═══ Source material
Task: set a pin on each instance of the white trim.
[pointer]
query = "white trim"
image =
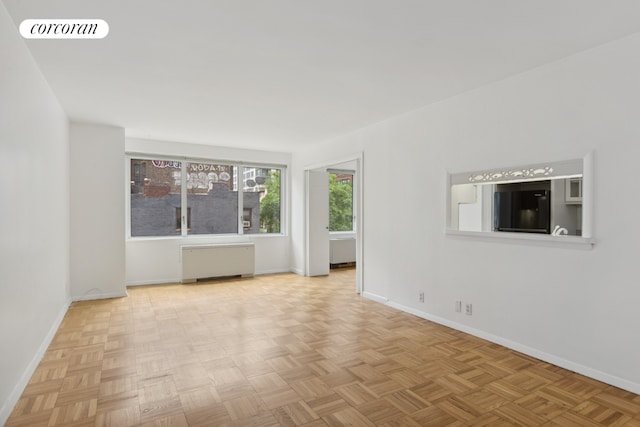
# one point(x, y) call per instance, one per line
point(174, 281)
point(375, 297)
point(529, 351)
point(575, 242)
point(13, 398)
point(106, 295)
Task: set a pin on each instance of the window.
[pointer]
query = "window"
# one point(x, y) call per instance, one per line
point(155, 195)
point(262, 196)
point(340, 202)
point(214, 198)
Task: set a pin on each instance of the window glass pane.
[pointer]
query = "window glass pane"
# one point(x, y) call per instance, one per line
point(261, 200)
point(155, 196)
point(211, 198)
point(340, 202)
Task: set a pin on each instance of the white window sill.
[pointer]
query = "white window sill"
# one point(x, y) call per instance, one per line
point(575, 242)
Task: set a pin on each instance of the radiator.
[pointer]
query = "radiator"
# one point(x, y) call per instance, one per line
point(220, 260)
point(342, 251)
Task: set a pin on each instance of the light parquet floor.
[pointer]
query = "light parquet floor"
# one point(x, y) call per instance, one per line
point(285, 350)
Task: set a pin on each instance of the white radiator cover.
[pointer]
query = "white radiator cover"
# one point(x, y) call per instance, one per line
point(219, 260)
point(342, 250)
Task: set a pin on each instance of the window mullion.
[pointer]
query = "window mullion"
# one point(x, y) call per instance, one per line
point(184, 210)
point(240, 183)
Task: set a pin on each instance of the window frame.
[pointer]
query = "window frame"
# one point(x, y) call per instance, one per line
point(239, 175)
point(353, 201)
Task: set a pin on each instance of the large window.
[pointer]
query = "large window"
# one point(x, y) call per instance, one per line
point(340, 202)
point(180, 198)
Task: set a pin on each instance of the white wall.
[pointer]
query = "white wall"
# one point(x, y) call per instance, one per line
point(34, 219)
point(157, 260)
point(97, 206)
point(575, 308)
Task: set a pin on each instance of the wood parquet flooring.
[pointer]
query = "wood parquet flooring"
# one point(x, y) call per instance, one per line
point(285, 350)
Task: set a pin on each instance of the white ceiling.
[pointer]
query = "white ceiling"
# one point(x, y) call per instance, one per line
point(280, 74)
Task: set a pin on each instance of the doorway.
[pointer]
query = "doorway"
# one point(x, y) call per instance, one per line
point(339, 175)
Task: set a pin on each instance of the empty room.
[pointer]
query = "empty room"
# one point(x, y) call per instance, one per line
point(297, 213)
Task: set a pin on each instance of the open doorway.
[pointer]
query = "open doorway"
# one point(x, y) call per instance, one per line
point(334, 218)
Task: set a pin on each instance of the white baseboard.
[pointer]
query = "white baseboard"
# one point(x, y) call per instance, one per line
point(105, 295)
point(176, 280)
point(376, 298)
point(10, 403)
point(273, 271)
point(529, 351)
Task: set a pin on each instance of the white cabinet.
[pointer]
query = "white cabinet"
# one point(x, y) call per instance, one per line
point(573, 190)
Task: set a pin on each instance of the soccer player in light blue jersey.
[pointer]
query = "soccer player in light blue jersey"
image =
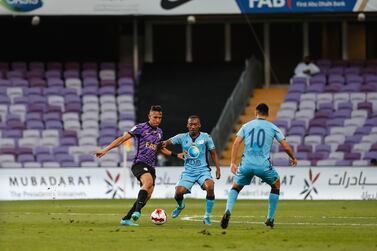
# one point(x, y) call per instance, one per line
point(196, 145)
point(258, 136)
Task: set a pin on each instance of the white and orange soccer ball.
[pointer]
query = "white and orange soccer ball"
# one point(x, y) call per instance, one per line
point(158, 216)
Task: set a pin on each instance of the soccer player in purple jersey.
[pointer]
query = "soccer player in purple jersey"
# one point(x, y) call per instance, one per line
point(149, 142)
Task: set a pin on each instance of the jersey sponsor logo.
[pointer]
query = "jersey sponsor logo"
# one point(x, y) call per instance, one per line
point(193, 152)
point(171, 4)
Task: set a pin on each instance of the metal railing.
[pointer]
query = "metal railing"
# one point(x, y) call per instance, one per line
point(250, 78)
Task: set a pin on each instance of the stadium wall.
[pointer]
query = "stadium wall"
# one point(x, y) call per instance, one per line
point(339, 183)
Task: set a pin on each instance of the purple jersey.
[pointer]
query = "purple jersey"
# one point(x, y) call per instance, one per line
point(147, 138)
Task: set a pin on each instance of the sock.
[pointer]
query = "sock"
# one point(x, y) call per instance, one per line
point(210, 201)
point(141, 199)
point(179, 200)
point(129, 214)
point(272, 203)
point(232, 197)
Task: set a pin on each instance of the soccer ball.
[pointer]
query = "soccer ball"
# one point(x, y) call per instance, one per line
point(158, 216)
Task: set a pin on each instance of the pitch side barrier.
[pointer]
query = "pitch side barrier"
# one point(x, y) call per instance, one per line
point(302, 183)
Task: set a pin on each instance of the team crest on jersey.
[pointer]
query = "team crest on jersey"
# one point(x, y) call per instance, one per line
point(193, 152)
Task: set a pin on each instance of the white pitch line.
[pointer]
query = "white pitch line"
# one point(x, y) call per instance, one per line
point(193, 218)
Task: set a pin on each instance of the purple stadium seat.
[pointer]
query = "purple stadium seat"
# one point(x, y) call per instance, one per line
point(4, 100)
point(71, 74)
point(278, 123)
point(297, 88)
point(363, 130)
point(5, 83)
point(68, 141)
point(298, 123)
point(34, 124)
point(315, 130)
point(37, 82)
point(90, 81)
point(315, 88)
point(333, 87)
point(13, 133)
point(109, 90)
point(53, 73)
point(335, 122)
point(54, 124)
point(16, 74)
point(371, 122)
point(352, 156)
point(62, 157)
point(53, 90)
point(369, 87)
point(323, 148)
point(128, 89)
point(305, 148)
point(52, 116)
point(301, 156)
point(129, 81)
point(20, 83)
point(323, 114)
point(343, 163)
point(90, 66)
point(89, 90)
point(73, 107)
point(25, 158)
point(291, 97)
point(297, 130)
point(343, 113)
point(370, 155)
point(89, 73)
point(9, 150)
point(317, 122)
point(60, 150)
point(55, 82)
point(337, 70)
point(86, 158)
point(45, 158)
point(365, 106)
point(108, 125)
point(108, 82)
point(24, 150)
point(104, 141)
point(32, 91)
point(353, 139)
point(280, 162)
point(352, 87)
point(69, 164)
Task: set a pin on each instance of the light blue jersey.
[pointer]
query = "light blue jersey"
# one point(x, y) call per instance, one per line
point(258, 136)
point(196, 160)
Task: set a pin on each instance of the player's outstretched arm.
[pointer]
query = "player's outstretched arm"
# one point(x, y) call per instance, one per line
point(287, 148)
point(117, 142)
point(235, 147)
point(216, 161)
point(167, 152)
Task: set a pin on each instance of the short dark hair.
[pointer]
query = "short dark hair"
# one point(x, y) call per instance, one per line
point(156, 108)
point(194, 117)
point(262, 109)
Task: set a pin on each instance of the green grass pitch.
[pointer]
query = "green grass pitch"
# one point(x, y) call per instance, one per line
point(94, 225)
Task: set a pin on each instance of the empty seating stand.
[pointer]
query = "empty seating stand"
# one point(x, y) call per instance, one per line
point(331, 118)
point(59, 114)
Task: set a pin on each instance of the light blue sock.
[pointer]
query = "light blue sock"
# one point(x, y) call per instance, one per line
point(232, 197)
point(272, 203)
point(209, 206)
point(180, 203)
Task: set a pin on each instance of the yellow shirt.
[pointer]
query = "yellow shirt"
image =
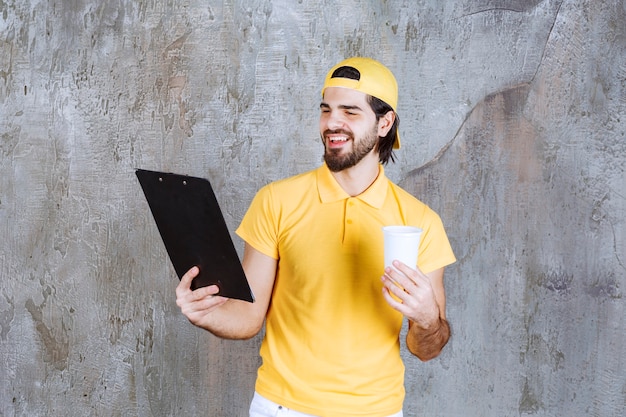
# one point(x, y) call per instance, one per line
point(331, 345)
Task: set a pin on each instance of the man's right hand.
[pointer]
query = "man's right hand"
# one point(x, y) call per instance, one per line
point(197, 304)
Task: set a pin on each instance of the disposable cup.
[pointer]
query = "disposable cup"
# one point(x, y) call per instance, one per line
point(402, 244)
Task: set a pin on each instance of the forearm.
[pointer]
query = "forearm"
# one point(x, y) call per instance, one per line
point(234, 319)
point(427, 344)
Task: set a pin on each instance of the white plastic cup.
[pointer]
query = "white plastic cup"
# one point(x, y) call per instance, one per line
point(402, 244)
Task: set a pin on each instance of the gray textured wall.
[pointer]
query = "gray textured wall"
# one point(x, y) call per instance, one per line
point(513, 125)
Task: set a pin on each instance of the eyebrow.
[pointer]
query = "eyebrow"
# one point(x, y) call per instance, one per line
point(342, 106)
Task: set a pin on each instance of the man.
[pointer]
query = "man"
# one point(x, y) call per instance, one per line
point(314, 259)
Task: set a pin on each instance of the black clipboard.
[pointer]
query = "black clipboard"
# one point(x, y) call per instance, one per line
point(194, 231)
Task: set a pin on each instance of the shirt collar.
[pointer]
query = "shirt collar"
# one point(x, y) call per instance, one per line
point(330, 191)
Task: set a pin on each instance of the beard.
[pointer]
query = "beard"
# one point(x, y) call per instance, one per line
point(337, 161)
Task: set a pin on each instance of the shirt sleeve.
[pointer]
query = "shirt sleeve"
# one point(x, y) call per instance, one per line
point(435, 250)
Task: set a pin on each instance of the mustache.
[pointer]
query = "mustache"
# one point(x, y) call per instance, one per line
point(337, 131)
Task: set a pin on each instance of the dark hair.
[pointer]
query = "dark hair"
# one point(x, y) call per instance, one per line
point(380, 108)
point(385, 144)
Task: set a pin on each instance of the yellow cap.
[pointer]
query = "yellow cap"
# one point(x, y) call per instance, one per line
point(371, 78)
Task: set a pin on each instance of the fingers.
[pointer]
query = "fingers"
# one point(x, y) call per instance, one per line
point(185, 281)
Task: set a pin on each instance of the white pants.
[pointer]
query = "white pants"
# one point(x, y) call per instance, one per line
point(262, 407)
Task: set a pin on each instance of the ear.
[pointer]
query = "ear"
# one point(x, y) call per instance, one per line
point(385, 123)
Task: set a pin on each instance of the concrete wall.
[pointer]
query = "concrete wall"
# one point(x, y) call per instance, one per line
point(513, 125)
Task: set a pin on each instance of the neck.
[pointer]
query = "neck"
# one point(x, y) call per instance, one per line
point(355, 180)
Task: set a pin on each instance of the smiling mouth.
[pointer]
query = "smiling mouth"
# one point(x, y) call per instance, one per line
point(337, 136)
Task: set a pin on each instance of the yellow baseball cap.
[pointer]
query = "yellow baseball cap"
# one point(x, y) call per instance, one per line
point(371, 77)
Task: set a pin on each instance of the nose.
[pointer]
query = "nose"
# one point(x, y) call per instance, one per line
point(334, 120)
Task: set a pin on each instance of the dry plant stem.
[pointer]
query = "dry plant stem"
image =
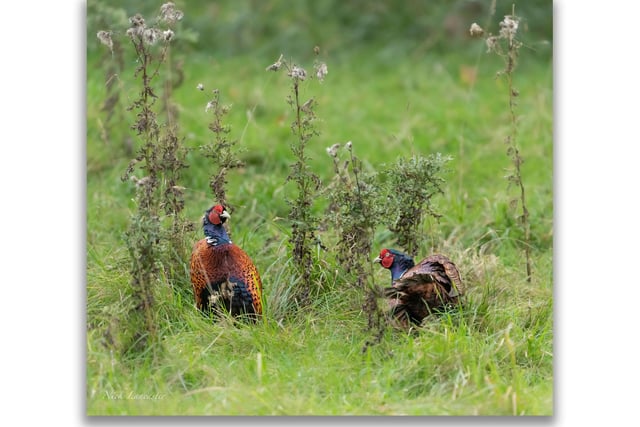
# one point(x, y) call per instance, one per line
point(517, 162)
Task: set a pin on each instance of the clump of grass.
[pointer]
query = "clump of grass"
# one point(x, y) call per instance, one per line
point(507, 47)
point(410, 185)
point(221, 149)
point(159, 160)
point(304, 223)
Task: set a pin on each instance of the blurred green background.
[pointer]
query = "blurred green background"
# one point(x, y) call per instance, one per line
point(267, 27)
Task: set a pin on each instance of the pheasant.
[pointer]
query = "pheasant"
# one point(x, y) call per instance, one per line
point(223, 276)
point(417, 290)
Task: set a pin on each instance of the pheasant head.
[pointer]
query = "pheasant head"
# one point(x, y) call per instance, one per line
point(212, 224)
point(394, 261)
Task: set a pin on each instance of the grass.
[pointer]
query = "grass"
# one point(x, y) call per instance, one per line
point(495, 357)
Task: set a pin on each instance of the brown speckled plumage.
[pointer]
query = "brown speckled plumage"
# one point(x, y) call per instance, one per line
point(223, 276)
point(418, 290)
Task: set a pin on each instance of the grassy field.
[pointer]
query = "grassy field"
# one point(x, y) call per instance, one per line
point(494, 357)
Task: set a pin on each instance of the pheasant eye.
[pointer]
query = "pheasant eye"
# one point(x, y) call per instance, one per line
point(214, 216)
point(387, 259)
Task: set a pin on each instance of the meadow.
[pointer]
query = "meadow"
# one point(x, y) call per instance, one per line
point(494, 356)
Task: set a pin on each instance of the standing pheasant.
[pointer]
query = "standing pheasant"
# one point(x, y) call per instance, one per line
point(417, 290)
point(223, 276)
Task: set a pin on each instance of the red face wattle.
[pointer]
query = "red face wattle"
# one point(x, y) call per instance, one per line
point(214, 215)
point(386, 258)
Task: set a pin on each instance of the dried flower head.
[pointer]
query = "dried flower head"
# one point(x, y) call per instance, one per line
point(333, 150)
point(276, 65)
point(170, 14)
point(476, 30)
point(137, 20)
point(492, 43)
point(321, 71)
point(509, 27)
point(105, 39)
point(137, 26)
point(297, 73)
point(151, 35)
point(167, 35)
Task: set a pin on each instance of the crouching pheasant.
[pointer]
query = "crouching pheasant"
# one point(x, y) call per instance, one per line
point(223, 276)
point(417, 290)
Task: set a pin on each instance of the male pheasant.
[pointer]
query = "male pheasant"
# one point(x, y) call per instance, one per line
point(223, 276)
point(417, 290)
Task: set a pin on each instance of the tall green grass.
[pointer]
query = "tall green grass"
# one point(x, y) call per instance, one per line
point(494, 357)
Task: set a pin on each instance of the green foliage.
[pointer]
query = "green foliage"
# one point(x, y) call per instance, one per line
point(495, 357)
point(304, 223)
point(410, 185)
point(160, 159)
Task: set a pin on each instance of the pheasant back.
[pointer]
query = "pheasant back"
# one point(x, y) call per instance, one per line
point(225, 278)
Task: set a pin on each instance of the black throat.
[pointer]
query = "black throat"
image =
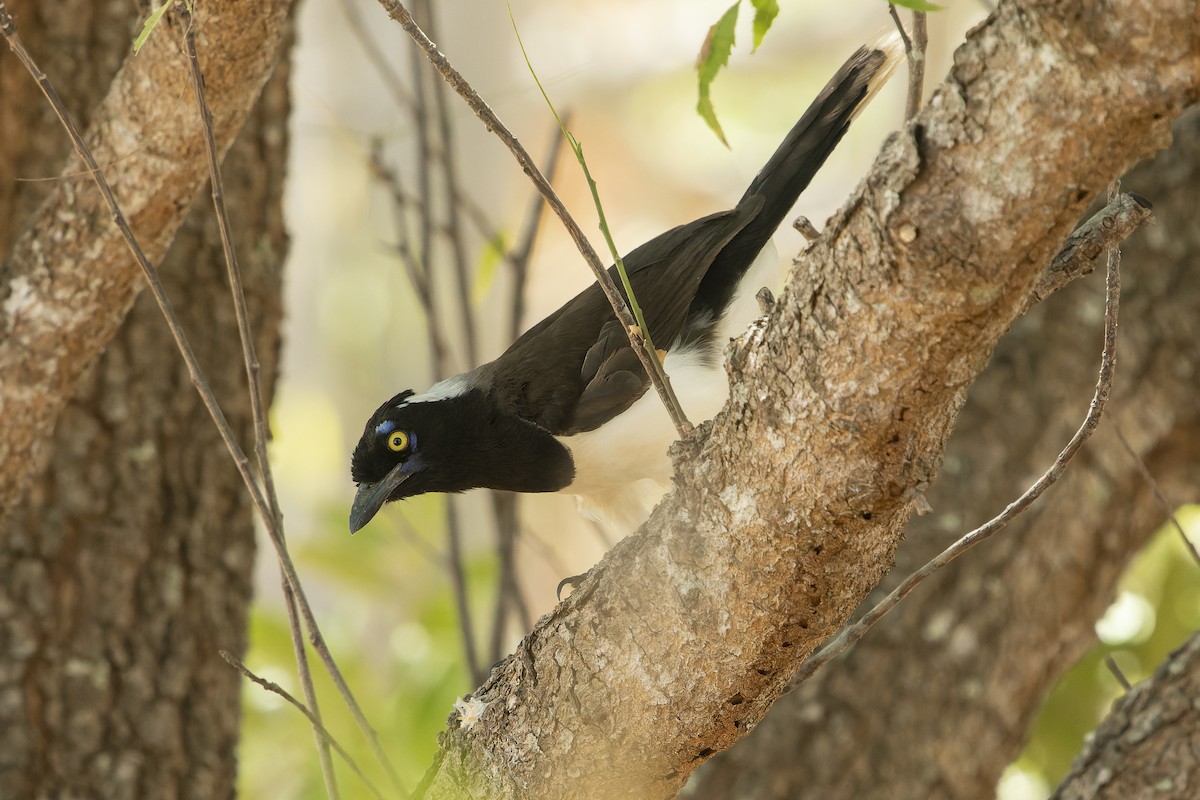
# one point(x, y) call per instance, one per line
point(468, 441)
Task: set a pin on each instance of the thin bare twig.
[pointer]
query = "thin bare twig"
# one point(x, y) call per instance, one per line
point(1168, 509)
point(450, 181)
point(250, 358)
point(9, 30)
point(1115, 668)
point(853, 632)
point(322, 732)
point(916, 49)
point(651, 362)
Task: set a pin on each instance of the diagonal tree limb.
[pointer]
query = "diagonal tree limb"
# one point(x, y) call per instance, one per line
point(787, 512)
point(69, 278)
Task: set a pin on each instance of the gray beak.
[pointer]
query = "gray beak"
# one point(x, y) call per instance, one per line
point(371, 497)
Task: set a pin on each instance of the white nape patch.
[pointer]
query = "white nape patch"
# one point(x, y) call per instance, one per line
point(622, 469)
point(443, 390)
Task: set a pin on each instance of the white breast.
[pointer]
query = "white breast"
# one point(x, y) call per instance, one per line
point(622, 469)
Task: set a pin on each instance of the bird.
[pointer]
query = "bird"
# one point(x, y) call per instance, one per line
point(565, 408)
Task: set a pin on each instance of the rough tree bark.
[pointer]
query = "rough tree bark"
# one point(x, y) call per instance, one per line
point(69, 280)
point(949, 668)
point(790, 505)
point(1147, 746)
point(127, 563)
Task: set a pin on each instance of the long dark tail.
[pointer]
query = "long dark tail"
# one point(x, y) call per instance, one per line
point(798, 158)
══════
• [Try it]:
The word "tree" appears in some lines above. Return every one of those lines.

• [The completed task]:
Task: set a pin on each instance of the diagonal tree limb.
query = "diagonal tree limb"
Task: set a pin on each instance of the rough tree bark.
query = "rough tree bark"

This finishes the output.